GIVEN ENTRIES:

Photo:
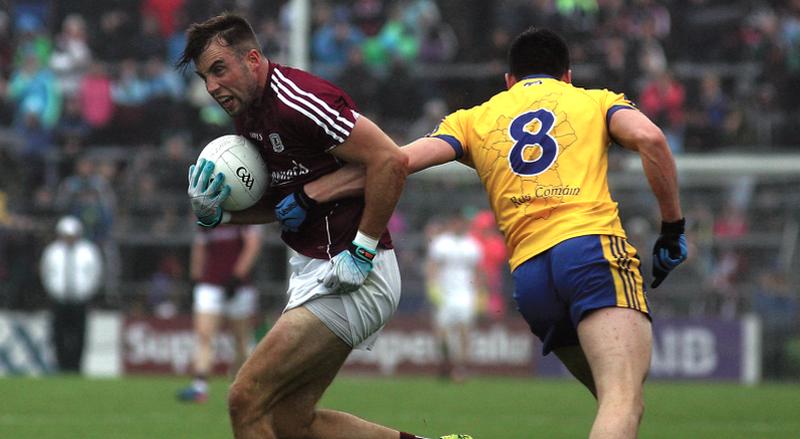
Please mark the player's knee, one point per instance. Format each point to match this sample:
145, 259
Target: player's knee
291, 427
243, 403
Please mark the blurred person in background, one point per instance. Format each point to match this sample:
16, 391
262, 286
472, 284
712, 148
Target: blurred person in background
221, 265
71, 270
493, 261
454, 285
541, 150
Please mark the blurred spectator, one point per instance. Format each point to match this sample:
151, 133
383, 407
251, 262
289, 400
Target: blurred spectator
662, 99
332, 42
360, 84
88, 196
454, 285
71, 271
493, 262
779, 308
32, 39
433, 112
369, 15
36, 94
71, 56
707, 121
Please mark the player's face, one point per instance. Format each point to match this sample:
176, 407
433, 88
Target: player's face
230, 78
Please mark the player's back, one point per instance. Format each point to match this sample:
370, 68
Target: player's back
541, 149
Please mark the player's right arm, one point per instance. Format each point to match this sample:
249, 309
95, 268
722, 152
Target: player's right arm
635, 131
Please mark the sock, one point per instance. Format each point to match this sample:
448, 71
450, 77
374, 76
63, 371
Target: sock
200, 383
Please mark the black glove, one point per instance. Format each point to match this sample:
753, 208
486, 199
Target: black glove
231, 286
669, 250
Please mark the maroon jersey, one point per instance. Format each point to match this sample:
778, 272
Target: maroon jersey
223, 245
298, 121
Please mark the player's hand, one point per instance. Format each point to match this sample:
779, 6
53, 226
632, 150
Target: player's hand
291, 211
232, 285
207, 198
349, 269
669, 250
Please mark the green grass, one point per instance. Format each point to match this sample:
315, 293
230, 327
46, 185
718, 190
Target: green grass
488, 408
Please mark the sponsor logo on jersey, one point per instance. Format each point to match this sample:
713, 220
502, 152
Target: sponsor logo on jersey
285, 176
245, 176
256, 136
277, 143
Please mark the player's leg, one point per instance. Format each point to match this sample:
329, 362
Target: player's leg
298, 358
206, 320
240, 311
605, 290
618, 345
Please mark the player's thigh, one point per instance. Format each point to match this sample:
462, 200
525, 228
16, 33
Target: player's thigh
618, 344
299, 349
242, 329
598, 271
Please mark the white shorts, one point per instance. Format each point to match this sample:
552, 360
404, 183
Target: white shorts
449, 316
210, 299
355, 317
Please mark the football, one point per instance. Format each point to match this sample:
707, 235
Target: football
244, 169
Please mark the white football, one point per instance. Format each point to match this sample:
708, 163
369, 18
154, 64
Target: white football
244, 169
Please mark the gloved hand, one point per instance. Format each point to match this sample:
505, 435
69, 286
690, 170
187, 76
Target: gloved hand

* * *

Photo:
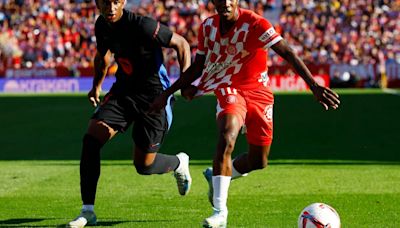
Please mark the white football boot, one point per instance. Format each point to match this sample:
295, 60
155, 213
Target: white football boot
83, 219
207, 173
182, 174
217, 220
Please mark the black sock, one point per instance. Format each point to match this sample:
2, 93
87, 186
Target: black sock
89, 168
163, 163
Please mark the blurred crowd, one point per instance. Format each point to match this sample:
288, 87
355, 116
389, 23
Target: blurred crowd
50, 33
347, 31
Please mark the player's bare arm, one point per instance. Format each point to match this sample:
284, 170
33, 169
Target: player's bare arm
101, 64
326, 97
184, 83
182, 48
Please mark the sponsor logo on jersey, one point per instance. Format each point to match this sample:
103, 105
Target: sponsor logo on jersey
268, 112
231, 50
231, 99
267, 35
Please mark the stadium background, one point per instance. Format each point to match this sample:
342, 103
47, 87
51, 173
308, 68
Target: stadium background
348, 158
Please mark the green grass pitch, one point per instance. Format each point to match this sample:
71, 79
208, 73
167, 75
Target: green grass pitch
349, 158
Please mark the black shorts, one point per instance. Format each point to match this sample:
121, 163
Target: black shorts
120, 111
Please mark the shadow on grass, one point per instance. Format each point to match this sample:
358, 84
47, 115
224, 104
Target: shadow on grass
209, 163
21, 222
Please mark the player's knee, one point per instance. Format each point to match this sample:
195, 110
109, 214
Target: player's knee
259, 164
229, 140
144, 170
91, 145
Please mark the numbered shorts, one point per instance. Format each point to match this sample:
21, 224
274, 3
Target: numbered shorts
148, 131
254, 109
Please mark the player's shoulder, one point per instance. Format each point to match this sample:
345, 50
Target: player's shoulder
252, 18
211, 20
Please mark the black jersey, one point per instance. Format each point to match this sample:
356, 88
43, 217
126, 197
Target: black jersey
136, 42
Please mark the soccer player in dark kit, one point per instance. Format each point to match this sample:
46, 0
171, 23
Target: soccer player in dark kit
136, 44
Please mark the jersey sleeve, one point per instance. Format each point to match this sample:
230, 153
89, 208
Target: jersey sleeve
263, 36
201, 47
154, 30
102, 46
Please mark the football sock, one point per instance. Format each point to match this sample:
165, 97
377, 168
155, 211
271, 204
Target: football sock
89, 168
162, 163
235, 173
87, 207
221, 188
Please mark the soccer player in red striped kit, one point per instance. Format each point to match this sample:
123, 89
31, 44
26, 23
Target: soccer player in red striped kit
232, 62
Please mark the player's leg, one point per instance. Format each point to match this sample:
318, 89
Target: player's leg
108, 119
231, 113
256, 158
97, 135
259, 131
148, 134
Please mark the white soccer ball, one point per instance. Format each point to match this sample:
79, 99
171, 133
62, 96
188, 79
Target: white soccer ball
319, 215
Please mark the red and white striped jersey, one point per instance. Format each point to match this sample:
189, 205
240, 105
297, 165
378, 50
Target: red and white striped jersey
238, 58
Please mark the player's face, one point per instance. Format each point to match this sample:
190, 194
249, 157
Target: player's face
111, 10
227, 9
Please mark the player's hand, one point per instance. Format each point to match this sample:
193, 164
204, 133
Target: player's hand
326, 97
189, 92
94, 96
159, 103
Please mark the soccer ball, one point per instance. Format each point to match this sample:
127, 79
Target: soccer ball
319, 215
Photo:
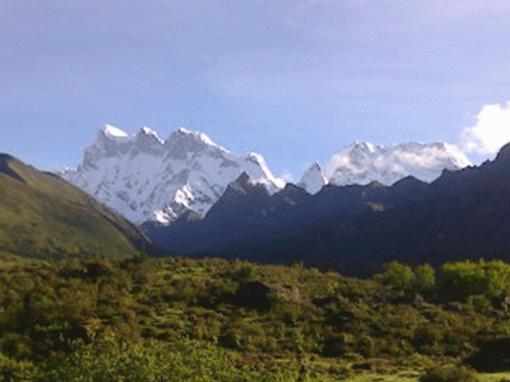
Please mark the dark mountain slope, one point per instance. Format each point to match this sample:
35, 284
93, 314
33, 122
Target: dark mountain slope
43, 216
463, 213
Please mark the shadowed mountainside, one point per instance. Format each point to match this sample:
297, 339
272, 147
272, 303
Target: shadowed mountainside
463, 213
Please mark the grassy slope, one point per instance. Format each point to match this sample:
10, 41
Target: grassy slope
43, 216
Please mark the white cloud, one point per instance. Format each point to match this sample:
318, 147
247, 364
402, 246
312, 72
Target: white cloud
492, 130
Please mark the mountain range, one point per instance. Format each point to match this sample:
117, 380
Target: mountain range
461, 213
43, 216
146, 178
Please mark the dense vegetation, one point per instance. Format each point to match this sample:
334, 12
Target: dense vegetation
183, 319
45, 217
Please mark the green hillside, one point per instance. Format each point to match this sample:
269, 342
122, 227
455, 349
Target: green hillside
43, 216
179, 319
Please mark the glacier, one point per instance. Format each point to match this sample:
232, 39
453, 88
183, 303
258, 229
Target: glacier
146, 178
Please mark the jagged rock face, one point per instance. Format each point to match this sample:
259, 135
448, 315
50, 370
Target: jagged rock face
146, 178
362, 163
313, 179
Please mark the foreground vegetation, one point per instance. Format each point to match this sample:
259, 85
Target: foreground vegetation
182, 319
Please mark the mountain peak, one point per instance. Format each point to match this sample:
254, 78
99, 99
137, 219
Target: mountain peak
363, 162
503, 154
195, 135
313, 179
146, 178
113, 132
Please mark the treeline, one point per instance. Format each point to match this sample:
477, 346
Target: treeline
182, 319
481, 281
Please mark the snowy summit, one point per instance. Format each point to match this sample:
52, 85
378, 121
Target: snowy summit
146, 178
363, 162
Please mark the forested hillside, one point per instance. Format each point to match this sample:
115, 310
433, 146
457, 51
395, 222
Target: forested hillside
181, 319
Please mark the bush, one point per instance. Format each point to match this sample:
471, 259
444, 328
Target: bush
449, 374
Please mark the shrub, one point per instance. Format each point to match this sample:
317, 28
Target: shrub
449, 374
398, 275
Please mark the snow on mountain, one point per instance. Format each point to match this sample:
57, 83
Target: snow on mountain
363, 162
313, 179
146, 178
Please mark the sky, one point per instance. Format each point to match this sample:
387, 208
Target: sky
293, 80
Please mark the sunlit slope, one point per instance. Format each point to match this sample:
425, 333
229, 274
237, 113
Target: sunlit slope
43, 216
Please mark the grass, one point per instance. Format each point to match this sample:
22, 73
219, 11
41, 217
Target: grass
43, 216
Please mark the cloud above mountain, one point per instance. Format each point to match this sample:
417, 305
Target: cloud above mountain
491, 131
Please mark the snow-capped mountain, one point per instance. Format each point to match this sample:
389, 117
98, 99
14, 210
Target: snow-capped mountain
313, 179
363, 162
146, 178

---

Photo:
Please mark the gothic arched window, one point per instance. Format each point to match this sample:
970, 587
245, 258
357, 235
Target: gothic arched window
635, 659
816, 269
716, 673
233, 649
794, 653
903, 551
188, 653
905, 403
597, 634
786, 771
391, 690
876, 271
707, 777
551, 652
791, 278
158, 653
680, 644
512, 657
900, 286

SET PROBLEM: Please reproduce the records from the line containing "Please mark the gloved" through the line containing "Target: gloved hand", both of those lines included, word for word.

COMPLETE RESPONSE:
Please mark the gloved hand, one point per instance. Format each point to match this sample:
505, 435
69, 286
690, 170
187, 76
Target: gloved hand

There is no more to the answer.